-- Start of Material for this exercise --
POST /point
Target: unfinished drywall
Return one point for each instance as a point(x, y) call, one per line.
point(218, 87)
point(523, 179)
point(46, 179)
-- End of Material for this exercise --
The request: Rewrite every line of the entries above, requests included, shifting each x and y coordinate in the answers by 130.

Output:
POST /point
Target: unfinished drywall
Return one point for each instance as a point(x, y) call, one per line.
point(348, 217)
point(653, 309)
point(176, 309)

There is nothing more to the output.